───── READING TEXT
It’s a vivid example of unintended consequences that the swimming-pool builders of southern England should owe so much to Sir Nicholas Goodison, the former chairman of the London Stock Exchange who has died aged 87 and whose obituaries suggested little inclination to frivolity, poolside or otherwise. Head-and-shoulders the most cerebral of the Exchange’s leading members at the turn of the 1980s, he was also one of its most far-sighted and probably, as a noted connoisseur of 18th-century clocks, its most cultured.
A traditionalist majority of his peers were content with the City’s clubbable old ways. But Goodison — a third-generation stockbroker who had originally thought of a career in teaching — argued for the competitive virtues of abolishing fixed commissions, integrating broking and jobbing which had always been kept apart, and raising the potential of London to challenge Wall Street by allowing combined firms to be owned by deep-pocketed banks.
He also recognised the Thatcherite urge to break up closed shops of all kinds, signalled in 1981 when the Office of Fair Trading launched a case against the Exchange in the Restrictive Practices Court. So he proceeded to negotiate the rule changes that were the foundation of the Square Mile’s 1986 self-reinvention known as ‘Big Bang’.
The traditionalists regarded him as a clever radical and a bit of a cold fish; he regarded them (so one of his colleagues told me) ‘with a certain intellectual contempt’. But they went along for the ride once they realised they could sell their partnership interests at fat prices and carry on coining it in as salaried employees of the banks that had bought them.
The City was transformed. Not entirely for the better, as I’ve written many times, but in ways which continue to attract international players and vast flows of capital in the next generation, enabling London to have held its pre-eminence as a global finance hub through the crisis of 2008 and Brexit’s disruptions. Meanwhile, many of the banks (especially the American ones) that had paid top dollar for stock exchange firms found their purchases troublesome and unprofitable, and sooner or later dismantled them. But as anyone flying into Gatwick or Stansted around 1990 would have observed, not before the cash-rich ex-partners had all built their swimming pools.
──────────
Carry on the piece on Sir Nicholas Goodison and the City's Big Bang from the point at which it ends. The lines that come next have no connection to the piece on Sir Nicholas Goodison.
───── DATASET
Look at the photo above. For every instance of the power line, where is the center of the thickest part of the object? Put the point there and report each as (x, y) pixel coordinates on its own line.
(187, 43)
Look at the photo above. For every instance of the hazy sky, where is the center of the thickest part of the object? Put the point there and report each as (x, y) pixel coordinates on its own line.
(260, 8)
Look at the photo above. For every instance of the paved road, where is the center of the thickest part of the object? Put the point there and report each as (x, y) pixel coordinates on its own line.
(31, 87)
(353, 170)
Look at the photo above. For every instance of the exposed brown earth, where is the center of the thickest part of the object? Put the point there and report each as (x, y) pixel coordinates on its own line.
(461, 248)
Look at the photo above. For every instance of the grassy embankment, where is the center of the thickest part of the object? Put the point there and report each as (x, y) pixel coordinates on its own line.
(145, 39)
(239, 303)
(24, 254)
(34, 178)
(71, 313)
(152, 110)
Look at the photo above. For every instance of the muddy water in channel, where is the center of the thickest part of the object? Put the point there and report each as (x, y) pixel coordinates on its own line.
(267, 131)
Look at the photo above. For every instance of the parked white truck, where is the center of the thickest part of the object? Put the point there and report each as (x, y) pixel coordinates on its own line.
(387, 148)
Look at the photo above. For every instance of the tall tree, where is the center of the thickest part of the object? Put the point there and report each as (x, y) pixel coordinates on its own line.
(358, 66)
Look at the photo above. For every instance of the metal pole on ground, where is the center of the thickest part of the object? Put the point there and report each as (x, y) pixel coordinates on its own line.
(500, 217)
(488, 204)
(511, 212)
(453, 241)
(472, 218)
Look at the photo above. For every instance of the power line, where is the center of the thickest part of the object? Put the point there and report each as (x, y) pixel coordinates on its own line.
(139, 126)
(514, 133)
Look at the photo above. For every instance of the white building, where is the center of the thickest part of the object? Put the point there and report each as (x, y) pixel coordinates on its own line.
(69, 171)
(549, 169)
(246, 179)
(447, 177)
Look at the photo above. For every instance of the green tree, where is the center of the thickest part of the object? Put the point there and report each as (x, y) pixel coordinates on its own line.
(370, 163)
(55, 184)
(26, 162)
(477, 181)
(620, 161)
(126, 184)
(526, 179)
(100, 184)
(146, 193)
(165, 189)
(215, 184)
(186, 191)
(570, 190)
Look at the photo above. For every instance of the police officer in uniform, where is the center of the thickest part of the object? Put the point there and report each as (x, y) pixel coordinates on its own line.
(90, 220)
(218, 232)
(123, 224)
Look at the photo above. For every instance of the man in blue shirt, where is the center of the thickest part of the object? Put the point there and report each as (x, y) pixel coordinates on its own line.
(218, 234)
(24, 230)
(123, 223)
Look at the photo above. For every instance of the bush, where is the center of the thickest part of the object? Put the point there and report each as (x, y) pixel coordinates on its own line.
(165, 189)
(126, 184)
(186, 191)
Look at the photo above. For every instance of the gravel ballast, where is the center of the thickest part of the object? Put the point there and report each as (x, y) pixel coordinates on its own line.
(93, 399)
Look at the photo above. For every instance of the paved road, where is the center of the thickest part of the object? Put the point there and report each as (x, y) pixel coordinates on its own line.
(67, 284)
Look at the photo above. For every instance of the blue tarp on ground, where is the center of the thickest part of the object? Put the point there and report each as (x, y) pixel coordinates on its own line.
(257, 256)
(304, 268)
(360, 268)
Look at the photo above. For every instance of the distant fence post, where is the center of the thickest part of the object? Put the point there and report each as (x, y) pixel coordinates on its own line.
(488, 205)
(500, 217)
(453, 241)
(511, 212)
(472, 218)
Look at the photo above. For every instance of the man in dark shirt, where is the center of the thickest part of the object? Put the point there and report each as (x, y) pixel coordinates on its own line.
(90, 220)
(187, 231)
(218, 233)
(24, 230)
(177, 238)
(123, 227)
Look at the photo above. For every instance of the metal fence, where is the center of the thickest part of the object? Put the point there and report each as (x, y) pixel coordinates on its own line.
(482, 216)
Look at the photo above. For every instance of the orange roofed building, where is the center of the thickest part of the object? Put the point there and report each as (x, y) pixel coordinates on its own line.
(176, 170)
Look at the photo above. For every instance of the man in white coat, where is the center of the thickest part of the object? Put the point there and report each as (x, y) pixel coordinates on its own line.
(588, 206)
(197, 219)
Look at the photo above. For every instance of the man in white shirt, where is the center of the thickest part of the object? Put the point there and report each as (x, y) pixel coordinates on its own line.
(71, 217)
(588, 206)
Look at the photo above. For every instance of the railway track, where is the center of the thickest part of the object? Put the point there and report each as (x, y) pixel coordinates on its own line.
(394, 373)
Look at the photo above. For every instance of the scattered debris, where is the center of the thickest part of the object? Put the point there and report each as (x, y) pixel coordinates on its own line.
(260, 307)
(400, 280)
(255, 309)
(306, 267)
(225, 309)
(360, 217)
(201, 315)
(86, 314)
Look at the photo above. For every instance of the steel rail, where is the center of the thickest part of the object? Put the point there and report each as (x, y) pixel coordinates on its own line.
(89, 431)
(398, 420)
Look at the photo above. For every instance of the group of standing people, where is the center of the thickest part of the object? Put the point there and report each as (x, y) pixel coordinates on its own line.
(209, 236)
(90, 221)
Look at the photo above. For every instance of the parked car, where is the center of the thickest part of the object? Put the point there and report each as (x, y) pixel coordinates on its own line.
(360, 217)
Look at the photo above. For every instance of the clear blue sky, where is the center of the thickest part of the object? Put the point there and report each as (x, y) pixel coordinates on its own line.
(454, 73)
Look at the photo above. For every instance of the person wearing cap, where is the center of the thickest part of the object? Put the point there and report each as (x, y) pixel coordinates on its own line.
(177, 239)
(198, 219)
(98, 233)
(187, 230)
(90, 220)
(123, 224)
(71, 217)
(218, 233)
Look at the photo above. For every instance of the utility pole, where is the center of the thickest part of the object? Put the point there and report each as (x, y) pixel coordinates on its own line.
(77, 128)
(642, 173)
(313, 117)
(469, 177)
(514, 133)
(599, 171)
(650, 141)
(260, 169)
──────────
◆ EXERCISE RESULT
Green vs greenback
London has also reinforced its reputation as a global hot spot for entrepreneurs and investors in ‘fintech’, or financial technology. After a first surge of enthusiasm three or four years ago, mostly around retail banking apps, the sector is now very much back in fashion, this time focused chiefly on next-generation payment systems, including the possibilities of harnessing the ‘blockchain’ mechanism used by cryptocurrencies.
Revolut, a currency, debit card and trading platform venture founded by Russian and Ukrainian entrepreneurs and now seeking a UK banking licence, has just announced a capital-raising valuing it at £24 billion, which makes it worth more than NatWest. Wise (formerly TransferWise), a foreign exchange business that listed earlier this month, has risen to more than £9 billion. Confirmation of the trend comes from across the pond in pre-IPO valuations of Robinhood, the share-trading app that claims to ‘democratise’ investment, at up to $35 billion.
But speaking of hot spots and watching the weather, you might expect investor enthusiasm and the cash flows of the venture-capital sector to be directed currently towards anything that might help achieve net-zero carbon emissions in double-quick time. But money and all the gimmicks that surround it seem to attract more money — while no one has ever accused financial markets of striving to save the planet.
Revolut in its earlier phase was, incidentally, an entrant in The Spectator’s Economic Innovator of the Year Awards for 2018, our competition’s first year, and is one of many that have gone on to make a bigger splash. I’m delighted to report a record number of entries for 2021 and I’ll be able to give you the flavour of which sectors predominate — green or greenback, as it were — in a couple of weeks’ time.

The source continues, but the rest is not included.